__Aim of the exercise__. Render the lines from the first one through the line containing "box: [72, 258, 175, 325]", inclusive, as a Markdown table with the columns Row and Line, leaving out any blank lines.

** Opening Dataset records block **

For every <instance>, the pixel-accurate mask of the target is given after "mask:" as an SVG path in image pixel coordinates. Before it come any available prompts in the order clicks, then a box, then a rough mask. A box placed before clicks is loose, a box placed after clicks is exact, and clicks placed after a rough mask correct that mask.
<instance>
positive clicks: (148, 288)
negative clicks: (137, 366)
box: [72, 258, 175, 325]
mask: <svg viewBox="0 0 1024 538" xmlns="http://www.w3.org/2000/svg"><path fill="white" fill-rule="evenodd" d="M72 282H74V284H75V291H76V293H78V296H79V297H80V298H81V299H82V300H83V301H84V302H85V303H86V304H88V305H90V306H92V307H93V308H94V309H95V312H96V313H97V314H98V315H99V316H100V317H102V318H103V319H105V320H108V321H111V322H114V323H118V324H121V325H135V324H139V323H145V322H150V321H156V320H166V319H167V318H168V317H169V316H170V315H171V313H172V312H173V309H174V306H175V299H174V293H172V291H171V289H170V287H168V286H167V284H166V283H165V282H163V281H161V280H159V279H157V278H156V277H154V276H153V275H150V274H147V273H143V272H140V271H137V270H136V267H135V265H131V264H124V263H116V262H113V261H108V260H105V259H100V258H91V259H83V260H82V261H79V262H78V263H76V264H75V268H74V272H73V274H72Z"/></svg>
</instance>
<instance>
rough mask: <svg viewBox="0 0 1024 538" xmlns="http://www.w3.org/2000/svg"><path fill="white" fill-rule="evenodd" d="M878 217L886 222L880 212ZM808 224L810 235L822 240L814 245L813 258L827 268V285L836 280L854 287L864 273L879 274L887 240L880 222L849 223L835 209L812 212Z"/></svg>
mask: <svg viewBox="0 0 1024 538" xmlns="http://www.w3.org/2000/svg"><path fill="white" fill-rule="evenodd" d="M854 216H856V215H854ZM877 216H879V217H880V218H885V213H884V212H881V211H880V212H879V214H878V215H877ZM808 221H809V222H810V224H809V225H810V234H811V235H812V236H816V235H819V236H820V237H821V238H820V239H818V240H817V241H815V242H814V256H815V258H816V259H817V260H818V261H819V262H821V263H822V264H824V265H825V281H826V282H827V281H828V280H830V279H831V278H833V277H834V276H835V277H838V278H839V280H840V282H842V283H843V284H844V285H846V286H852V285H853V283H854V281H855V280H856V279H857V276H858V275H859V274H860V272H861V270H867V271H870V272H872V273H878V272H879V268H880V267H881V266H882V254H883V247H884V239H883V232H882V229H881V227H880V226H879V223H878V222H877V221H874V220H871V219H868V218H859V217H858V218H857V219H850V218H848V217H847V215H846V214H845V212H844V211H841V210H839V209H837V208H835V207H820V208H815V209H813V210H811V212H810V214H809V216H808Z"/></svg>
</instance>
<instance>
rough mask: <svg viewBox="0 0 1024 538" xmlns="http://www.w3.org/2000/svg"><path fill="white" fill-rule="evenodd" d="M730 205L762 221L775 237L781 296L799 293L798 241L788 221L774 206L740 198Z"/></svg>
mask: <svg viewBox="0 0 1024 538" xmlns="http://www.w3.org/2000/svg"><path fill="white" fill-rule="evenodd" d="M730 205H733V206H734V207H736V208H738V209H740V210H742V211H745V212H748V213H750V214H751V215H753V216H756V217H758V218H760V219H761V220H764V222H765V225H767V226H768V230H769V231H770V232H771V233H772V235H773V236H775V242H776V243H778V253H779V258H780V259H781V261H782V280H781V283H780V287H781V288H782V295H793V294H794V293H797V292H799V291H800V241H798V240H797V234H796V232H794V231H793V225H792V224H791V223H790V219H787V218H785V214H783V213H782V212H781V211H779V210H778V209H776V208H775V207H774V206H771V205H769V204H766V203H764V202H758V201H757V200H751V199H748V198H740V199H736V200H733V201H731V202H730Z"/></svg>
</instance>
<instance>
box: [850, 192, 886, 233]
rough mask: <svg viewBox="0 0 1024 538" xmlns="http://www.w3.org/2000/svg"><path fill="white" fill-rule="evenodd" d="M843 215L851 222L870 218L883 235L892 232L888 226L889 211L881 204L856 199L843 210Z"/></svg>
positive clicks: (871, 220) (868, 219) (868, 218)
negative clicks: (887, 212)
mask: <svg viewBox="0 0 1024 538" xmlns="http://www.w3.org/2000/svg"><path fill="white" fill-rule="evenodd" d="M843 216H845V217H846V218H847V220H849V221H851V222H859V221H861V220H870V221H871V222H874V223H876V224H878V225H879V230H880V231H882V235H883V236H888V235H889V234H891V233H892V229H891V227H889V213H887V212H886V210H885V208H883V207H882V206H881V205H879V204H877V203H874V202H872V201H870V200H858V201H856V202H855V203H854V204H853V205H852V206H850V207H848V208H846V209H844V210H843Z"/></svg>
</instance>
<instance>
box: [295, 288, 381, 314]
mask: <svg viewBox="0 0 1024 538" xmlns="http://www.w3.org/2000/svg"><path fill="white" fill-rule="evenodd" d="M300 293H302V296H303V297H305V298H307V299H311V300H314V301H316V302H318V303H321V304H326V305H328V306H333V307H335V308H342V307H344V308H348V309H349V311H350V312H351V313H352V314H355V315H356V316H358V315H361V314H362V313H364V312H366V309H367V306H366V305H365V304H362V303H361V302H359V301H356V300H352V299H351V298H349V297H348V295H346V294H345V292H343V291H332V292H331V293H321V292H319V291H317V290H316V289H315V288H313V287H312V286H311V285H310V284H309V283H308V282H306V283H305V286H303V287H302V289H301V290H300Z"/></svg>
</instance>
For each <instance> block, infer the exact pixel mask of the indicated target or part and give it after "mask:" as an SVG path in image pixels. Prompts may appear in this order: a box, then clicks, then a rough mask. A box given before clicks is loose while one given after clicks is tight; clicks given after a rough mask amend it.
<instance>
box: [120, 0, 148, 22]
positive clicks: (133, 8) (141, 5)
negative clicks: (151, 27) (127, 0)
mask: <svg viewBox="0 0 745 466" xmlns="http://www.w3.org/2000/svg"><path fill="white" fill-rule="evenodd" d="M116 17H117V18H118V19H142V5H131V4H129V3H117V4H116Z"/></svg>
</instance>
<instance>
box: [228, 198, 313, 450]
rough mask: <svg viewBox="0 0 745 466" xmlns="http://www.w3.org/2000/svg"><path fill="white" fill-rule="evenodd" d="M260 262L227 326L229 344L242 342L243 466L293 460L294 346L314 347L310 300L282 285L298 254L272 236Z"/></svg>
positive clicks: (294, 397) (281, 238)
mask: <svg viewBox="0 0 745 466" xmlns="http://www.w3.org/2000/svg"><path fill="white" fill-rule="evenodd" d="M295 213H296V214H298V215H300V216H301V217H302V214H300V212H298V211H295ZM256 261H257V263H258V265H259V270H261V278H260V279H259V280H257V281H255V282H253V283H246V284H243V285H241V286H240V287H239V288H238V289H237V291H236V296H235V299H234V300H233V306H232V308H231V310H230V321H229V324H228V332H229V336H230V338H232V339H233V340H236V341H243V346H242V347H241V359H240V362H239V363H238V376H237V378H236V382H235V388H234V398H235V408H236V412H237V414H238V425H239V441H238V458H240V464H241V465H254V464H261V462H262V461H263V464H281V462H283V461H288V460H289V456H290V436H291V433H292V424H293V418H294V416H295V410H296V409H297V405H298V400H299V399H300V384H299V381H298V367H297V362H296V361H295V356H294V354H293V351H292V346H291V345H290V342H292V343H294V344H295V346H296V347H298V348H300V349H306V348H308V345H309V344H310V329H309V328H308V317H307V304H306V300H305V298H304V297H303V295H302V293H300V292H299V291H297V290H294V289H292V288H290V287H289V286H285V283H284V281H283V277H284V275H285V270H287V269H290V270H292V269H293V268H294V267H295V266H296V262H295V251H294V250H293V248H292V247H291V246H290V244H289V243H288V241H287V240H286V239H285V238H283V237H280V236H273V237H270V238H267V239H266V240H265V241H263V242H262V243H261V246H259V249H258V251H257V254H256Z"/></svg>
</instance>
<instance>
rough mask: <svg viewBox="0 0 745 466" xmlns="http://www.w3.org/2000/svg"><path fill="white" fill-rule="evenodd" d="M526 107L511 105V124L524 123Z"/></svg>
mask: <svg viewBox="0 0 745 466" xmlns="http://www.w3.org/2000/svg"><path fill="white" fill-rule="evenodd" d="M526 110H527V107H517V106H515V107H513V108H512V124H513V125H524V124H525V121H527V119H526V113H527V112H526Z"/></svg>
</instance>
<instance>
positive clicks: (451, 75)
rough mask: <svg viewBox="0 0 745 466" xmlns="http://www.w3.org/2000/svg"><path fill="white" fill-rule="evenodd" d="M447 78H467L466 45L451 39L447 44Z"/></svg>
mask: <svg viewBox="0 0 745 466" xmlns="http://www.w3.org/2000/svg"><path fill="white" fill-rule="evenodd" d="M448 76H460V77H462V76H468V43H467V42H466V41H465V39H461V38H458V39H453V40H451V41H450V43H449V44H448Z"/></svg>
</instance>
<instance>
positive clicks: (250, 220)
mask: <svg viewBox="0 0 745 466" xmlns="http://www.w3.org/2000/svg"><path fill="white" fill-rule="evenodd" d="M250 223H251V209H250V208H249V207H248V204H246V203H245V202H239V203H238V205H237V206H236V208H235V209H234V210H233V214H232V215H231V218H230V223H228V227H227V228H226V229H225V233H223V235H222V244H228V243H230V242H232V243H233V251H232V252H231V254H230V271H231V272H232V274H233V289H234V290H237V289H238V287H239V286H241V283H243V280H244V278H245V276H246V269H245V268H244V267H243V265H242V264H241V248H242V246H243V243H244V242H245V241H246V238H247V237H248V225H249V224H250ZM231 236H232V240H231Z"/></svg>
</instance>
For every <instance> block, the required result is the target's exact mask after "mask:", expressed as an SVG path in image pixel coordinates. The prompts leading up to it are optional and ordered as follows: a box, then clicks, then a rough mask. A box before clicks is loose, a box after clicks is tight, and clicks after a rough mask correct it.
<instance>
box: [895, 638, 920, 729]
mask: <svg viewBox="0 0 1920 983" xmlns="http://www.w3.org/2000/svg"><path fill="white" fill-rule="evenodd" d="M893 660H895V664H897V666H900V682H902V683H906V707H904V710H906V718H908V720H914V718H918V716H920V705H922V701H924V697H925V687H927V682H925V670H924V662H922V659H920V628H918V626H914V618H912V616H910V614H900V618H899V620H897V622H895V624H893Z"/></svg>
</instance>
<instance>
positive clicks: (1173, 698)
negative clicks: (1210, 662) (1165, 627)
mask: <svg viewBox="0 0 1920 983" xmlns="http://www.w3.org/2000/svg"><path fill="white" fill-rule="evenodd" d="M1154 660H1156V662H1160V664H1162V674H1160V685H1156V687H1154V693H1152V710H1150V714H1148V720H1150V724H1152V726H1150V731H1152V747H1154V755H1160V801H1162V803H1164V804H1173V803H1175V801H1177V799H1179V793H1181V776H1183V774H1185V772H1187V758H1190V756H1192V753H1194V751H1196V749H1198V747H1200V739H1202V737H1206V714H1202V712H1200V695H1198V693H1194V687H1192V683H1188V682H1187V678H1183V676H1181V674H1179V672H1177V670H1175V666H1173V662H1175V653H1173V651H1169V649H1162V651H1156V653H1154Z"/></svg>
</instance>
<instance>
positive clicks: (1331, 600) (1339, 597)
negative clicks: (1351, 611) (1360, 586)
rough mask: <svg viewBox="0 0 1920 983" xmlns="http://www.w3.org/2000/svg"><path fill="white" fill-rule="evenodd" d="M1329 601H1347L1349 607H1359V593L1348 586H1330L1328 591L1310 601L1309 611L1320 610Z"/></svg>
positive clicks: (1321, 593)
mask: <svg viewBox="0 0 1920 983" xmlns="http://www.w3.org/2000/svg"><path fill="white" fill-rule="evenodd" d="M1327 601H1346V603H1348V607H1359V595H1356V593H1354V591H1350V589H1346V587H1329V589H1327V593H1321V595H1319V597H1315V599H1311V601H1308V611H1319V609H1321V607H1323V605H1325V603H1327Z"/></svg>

** Closing Dataset records block **

__Solution for this exercise__.
| Row | Line |
|---|---|
| 1 | For every <instance>, the pixel-accurate mask of the target is given after "mask:" as an SVG path in image pixel coordinates. Before it come any available prompts in the order clicks, then a box, then a rough mask. A box placed before clicks is loose, a box placed after clicks is exact, and clicks placed after a rough mask correct that mask. |
| 2 | <instance> |
| 3 | positive clicks: (148, 288) |
| 4 | negative clicks: (137, 366) |
| 5 | box: [72, 258, 175, 325] |